____ Stored data
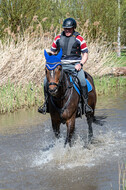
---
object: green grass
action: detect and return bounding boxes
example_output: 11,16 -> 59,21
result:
94,77 -> 126,95
105,52 -> 126,67
0,82 -> 43,113
0,77 -> 126,113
________
To do> Transcribe each line of the data above verbatim, omitting the picture itself.

The solution>
---
object: green grass
action: detect and return bounding boxes
example_output: 11,16 -> 59,21
result:
94,77 -> 126,95
105,52 -> 126,67
0,82 -> 43,113
0,77 -> 126,113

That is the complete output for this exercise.